§ Document text
# # # # # # #

By John F. Davenport, Esq. | Davenport & Associates, Norwalk, CT | May 14, 2026

One of the most straightforward and powerful tools in estate planning costs nothing to use, requires no attorney to execute, and most families completely underutilize. It is the annual gift tax exclusion, and in 2026 it allows you to give $19,000 to as many people as you wish without filing a gift tax return, without paying any tax, and without reducing a single dollar of your lifetime exemption.

For married couples, the amount doubles to $38,000 per recipient through a process called gift splitting. A couple with three adult children, their three spouses, and four grandchildren could transfer $380,000 in a single calendar year without any gift tax consequence whatsoever. Done consistently over 10 or 15 years, a disciplined annual gifting program can remove millions of dollars from a taxable estate.

But the annual exclusion is only the beginning. There are several additional categories of gifts that are completely outside the gift tax system, with no dollar limit at all. Understanding which gifts count against the exclusion, which do not, and how to coordinate your giving with your broader estate plan is where the real planning opportunity lies.

This post explains exactly how the gift tax rules work in 2026, what is unlimited, and how families are using these rules to transfer wealth to the next generation in a tax-efficient way.

The Annual Exclusion: $19,000 Per Recipient in 2026

The IRS sets the annual gift tax exclusion each year based on inflation. In 2026, the exclusion is $19,000 per recipient, unchanged from 2025. This amount applies per donor per recipient, not per household.

What that means in practice: you can give $19,000 to your son, $19,000 to your daughter-in-law, $19,000 to each grandchild, $19,000 to a friend, $19,000 to anyone you choose, all in the same calendar year, with no gift tax and no Form 709 filing requirement. The exclusion resets every January 1.

Gifts within the annual exclusion are completely invisible to the IRS. They do not reduce your lifetime exemption. They do not require any paperwork. The recipient does not report them as income. For most families, this is the starting point for any structured wealth transfer program.

2026 Gift Tax Quick Reference

Annual exclusion per recipient (individual): $19,000

Annual exclusion per recipient (married couple, gift splitting): $38,000

Lifetime estate and gift tax exemption (individual): $15,000,000

Lifetime estate and gift tax exemption (married couple): $30,000,000Top federal gift and estate tax rate: 40%

Non-citizen spouse annual exclusion: $194,000

Gift tax return (Form 709) due: April 15 of the following year

Source: IRS Revenue Procedure 2025-32; One Big Beautiful Bill Act, July 4, 2025

Gift Splitting: Doubling the Exclusion for Married Couples

Married couples can elect to split gifts, allowing them to treat any gift made by either spouse as if each contributed half. The practical effect is that a married couple can give up to $38,000 per recipient per year without triggering any gift tax or reporting requirement.

# # # # # # #

Excerpts from a dataset
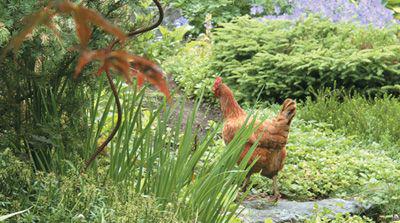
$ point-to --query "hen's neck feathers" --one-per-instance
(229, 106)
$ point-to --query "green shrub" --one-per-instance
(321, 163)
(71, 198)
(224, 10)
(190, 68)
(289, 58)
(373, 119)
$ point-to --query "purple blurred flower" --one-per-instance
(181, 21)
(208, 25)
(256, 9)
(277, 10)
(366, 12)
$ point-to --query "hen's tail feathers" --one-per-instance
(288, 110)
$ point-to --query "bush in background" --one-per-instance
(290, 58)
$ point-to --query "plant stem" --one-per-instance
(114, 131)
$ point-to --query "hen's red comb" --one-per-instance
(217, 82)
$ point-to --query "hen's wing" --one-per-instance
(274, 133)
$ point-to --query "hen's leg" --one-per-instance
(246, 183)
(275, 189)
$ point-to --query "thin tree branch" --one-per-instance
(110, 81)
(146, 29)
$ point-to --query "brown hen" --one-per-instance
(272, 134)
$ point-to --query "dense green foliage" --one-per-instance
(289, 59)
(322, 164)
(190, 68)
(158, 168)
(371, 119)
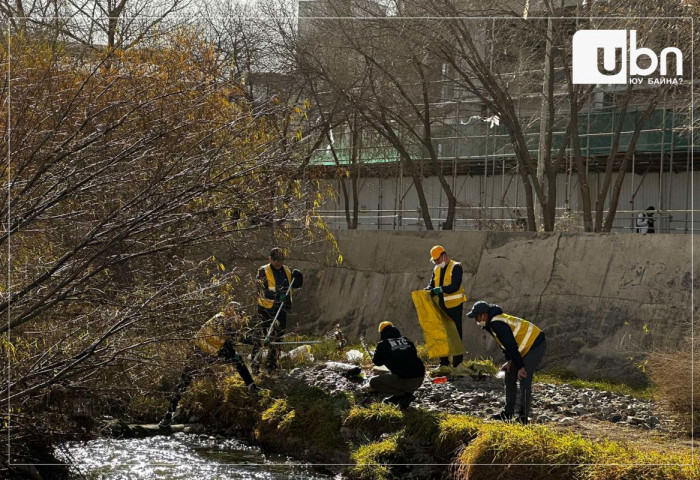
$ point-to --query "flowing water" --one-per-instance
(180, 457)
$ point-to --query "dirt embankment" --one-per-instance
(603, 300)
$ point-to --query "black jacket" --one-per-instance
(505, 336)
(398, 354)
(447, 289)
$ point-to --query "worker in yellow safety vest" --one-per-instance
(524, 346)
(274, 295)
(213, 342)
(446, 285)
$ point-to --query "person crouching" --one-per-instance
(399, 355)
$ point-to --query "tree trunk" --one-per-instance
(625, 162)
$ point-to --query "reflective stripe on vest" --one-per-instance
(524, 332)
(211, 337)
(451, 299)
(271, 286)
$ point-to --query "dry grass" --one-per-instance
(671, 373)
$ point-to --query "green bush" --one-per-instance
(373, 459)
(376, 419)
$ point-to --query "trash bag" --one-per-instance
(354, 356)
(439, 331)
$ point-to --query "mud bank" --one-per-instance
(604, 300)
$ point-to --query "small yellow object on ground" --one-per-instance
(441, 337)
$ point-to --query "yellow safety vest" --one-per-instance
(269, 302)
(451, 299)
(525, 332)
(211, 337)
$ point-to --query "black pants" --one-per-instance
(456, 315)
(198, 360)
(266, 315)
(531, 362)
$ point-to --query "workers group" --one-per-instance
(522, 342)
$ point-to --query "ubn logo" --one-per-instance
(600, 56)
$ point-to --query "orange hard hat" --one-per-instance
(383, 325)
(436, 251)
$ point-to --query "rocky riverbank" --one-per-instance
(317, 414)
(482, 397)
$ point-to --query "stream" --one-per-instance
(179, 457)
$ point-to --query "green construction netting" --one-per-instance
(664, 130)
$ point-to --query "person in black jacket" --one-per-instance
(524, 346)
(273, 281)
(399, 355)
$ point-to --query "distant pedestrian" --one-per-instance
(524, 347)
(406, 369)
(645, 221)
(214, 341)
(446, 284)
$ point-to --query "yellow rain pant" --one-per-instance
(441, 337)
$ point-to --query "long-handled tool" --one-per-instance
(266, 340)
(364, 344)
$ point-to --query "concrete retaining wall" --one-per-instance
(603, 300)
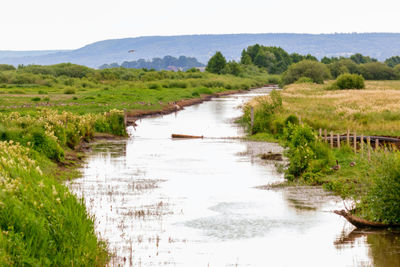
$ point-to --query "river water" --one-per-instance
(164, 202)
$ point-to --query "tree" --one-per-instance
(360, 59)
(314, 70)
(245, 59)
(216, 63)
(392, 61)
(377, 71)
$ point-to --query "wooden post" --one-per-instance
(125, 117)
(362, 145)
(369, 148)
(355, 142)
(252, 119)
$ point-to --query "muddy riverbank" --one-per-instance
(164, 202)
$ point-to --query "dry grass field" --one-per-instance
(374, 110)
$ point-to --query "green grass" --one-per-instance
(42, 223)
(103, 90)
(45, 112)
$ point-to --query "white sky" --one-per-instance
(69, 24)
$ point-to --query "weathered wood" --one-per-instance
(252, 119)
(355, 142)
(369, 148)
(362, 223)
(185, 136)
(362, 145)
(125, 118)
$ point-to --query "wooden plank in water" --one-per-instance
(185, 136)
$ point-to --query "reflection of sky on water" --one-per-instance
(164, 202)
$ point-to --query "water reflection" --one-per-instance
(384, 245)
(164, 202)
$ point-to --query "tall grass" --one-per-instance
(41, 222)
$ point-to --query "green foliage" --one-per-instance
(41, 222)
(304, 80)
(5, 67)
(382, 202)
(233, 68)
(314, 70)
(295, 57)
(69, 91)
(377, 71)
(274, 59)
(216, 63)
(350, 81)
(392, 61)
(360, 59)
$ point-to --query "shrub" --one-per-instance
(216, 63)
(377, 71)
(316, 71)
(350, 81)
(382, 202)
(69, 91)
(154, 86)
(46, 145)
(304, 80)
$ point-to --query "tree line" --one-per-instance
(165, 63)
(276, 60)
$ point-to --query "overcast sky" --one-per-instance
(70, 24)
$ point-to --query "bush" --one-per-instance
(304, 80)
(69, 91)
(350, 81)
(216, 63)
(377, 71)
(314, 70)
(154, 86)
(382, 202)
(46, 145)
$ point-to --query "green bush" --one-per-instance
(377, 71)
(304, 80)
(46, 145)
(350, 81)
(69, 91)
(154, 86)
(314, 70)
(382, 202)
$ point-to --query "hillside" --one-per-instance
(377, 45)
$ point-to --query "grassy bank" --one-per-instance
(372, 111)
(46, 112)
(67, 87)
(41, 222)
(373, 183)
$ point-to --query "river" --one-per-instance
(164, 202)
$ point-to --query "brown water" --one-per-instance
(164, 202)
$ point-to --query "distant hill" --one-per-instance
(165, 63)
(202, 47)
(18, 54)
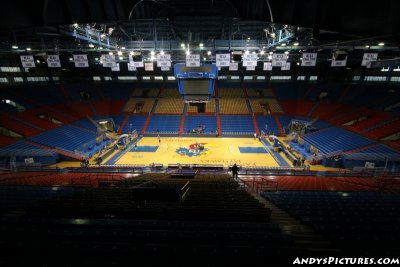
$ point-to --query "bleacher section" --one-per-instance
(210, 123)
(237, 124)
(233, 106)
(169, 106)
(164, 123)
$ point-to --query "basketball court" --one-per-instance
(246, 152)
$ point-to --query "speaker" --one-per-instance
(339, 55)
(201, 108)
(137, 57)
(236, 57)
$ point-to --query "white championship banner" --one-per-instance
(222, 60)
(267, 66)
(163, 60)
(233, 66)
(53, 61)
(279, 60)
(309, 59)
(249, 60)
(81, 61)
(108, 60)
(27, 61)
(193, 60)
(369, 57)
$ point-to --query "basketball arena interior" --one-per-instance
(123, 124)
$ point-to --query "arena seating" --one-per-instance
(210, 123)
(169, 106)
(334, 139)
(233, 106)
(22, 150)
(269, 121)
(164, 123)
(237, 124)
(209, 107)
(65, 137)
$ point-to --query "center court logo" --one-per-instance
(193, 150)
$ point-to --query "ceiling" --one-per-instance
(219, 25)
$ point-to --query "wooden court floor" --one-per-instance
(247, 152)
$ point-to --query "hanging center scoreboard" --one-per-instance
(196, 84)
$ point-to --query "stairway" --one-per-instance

# # # # # # #

Using the gift tax text above, decide whether each statement agrees with it, answering yes or no and quoting the exact words that decide it: (a) The 2026 annual exclusion is higher than the 2025 amount. (b) People who receive gifts within the annual exclusion must report them as income. (c) The annual exclusion starts over at the beginning of each year.

§ Response to this exercise
(a) No: "In 2026, the exclusion is $19,000 per recipient, unchanged from 2025."
(b) No: "The recipient does not report them as income."
(c) Yes: "The exclusion resets every January 1."